*** RECORDS PROVIDED
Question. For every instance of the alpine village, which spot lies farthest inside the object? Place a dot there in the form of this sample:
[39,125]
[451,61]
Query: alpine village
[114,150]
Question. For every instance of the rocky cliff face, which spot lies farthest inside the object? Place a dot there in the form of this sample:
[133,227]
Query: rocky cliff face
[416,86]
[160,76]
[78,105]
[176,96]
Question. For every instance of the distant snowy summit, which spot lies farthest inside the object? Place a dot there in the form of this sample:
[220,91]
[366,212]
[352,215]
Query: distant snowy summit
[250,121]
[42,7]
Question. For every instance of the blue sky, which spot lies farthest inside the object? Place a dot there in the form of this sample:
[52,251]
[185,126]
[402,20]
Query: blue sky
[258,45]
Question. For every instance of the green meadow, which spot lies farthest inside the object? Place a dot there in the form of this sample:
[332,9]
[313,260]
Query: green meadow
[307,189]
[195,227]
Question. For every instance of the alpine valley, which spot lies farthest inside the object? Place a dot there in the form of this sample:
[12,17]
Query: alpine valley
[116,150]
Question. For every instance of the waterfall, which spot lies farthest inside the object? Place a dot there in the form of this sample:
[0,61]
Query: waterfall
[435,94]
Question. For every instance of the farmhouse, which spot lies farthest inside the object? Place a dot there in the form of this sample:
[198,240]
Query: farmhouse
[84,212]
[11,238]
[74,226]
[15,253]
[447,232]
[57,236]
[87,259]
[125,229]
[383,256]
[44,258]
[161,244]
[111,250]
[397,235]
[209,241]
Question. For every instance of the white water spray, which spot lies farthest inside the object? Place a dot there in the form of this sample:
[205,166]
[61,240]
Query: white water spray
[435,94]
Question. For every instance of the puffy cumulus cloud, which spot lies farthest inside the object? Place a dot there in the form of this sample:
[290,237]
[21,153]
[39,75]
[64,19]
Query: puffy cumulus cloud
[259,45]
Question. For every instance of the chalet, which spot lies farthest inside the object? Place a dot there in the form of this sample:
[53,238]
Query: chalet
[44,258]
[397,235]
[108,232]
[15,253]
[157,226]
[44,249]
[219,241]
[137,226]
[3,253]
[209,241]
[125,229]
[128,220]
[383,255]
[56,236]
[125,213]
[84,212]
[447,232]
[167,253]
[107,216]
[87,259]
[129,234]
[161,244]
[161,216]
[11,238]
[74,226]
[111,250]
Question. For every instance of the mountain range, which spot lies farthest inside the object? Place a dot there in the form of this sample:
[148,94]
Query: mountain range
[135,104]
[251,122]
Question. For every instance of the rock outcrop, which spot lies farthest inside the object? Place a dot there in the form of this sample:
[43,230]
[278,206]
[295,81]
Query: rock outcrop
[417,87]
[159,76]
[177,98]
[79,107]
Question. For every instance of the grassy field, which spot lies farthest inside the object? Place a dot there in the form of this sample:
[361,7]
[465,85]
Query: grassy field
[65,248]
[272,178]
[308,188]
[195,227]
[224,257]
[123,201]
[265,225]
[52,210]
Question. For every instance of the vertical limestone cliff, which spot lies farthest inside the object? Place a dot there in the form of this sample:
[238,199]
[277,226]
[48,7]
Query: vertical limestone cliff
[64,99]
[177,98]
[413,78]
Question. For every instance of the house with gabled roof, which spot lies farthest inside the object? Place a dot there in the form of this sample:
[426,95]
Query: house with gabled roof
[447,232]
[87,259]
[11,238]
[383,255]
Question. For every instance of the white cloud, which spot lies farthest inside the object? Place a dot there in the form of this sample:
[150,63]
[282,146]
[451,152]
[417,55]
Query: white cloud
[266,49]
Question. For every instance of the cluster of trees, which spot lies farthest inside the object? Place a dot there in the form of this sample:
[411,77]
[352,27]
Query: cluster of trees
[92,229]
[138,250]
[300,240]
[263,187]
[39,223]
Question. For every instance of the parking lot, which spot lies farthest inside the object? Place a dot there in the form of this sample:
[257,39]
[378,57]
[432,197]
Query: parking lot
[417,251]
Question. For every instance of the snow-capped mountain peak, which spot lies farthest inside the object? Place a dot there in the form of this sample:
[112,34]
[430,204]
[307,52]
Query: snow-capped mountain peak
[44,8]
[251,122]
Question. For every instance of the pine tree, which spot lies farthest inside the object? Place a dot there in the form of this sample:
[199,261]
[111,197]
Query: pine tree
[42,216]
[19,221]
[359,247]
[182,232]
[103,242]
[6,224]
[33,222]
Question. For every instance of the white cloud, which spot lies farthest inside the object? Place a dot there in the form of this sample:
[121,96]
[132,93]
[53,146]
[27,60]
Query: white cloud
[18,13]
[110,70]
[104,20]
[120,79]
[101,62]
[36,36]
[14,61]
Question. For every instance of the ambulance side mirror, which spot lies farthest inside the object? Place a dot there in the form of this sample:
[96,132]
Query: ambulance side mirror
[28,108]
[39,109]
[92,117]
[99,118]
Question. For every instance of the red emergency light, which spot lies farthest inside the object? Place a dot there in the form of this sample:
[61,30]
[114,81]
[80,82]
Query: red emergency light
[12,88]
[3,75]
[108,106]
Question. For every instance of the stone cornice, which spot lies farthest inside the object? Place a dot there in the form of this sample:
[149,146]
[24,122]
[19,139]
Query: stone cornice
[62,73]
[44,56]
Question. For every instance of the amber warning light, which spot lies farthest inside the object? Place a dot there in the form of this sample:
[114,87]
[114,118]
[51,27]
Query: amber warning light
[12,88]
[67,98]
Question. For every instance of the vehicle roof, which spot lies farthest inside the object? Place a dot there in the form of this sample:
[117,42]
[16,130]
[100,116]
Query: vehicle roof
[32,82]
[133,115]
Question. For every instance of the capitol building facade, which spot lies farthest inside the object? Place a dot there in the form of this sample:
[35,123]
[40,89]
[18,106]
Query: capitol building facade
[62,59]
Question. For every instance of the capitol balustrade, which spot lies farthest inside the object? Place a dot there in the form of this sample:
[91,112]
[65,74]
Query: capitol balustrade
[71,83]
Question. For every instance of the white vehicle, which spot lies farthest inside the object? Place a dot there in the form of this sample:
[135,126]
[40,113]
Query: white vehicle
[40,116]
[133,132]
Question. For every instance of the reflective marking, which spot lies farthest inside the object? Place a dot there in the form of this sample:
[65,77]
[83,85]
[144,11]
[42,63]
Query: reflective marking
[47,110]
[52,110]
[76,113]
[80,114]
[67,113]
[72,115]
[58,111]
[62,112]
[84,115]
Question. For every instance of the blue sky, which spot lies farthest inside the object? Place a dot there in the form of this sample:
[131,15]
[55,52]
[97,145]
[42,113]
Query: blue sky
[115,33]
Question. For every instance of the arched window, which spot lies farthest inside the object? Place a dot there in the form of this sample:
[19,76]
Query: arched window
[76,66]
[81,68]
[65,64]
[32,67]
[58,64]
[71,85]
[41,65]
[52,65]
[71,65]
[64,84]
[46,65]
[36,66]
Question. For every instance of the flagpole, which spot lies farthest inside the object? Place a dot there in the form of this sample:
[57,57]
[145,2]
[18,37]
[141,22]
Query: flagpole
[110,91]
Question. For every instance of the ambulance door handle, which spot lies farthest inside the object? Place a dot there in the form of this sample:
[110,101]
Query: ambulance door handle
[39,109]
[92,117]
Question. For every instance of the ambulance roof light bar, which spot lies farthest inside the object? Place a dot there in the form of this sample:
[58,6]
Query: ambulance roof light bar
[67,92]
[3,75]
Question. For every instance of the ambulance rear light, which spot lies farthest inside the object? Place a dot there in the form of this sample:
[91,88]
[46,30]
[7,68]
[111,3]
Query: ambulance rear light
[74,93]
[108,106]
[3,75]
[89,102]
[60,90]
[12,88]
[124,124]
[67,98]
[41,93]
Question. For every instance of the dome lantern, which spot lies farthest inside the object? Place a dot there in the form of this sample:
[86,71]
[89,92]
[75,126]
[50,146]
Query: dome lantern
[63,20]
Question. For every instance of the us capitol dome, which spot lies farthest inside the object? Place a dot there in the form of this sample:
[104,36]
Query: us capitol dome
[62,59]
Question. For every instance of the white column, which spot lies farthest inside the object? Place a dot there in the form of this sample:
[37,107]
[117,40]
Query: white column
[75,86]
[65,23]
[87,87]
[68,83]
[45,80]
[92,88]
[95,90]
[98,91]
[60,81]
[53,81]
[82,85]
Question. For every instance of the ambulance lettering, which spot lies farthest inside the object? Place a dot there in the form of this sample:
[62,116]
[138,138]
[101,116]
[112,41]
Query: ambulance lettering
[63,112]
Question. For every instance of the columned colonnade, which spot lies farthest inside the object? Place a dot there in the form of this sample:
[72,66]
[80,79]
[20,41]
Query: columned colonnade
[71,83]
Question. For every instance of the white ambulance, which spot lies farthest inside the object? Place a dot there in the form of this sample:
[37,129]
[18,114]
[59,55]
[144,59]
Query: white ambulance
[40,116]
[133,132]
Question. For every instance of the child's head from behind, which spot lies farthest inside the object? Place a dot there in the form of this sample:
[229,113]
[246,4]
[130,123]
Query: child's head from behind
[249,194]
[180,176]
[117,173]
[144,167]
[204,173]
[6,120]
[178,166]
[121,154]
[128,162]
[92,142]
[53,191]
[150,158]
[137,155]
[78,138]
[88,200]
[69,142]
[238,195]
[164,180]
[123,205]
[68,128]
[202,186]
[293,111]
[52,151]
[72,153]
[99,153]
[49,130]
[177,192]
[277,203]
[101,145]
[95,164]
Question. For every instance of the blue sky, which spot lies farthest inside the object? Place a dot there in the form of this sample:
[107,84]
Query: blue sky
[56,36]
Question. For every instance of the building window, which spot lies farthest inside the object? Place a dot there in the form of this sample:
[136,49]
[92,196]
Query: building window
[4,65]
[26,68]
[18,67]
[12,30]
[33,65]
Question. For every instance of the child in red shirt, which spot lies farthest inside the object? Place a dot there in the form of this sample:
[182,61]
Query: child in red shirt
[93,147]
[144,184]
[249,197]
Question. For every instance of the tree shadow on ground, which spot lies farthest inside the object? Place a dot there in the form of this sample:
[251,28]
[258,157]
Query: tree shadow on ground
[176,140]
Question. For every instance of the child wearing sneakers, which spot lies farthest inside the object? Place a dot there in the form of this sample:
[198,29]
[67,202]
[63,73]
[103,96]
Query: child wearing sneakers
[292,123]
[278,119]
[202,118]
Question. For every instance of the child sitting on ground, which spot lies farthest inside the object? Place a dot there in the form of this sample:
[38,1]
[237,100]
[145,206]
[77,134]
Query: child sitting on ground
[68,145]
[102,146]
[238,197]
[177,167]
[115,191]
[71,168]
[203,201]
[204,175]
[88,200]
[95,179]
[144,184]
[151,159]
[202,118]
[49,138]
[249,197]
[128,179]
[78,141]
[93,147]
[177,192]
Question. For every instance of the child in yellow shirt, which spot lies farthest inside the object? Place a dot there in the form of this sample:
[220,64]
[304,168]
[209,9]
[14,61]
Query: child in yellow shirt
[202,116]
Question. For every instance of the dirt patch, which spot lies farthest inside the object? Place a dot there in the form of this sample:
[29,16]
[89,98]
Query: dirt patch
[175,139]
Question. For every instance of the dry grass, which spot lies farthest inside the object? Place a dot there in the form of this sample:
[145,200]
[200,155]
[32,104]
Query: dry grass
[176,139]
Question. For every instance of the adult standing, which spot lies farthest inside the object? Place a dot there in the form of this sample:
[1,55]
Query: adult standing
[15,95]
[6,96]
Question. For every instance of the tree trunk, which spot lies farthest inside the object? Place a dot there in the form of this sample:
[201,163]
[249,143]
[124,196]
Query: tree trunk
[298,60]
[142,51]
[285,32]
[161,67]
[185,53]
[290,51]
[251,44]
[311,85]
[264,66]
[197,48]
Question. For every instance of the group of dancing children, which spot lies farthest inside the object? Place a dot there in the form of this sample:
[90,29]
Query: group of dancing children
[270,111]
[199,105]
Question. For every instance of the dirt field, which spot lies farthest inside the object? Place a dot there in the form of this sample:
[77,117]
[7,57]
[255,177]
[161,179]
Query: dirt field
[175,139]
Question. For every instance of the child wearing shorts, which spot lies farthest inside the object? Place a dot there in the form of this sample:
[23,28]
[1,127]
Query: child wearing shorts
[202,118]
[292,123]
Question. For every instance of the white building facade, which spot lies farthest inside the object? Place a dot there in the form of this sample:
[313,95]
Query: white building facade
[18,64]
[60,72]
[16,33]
******
- [TASK GOAL]: The reply should consist solely of the lines above from the one that has "Query: amber warning light" through the one that has "Question. For every instance of the capitol balustrade, which", reproduced exactly.

- [REPLY TO THE TASK]:
Query: amber warning light
[12,88]
[67,98]
Question. For every instance of the vehicle roof, which spot lies farthest inside the object? Place a dot there in the form of this sample:
[117,42]
[16,130]
[100,116]
Query: vehicle roof
[32,82]
[133,115]
Question. For every instance of the capitol building facade, which spot lies farthest inside the object? Place a dot there in the form of this sample:
[35,123]
[40,89]
[18,106]
Query: capitol building facade
[62,59]
Question. For every instance of the capitol balustrade, which spot lies farthest inside the object? Place a dot there in the form of this sample:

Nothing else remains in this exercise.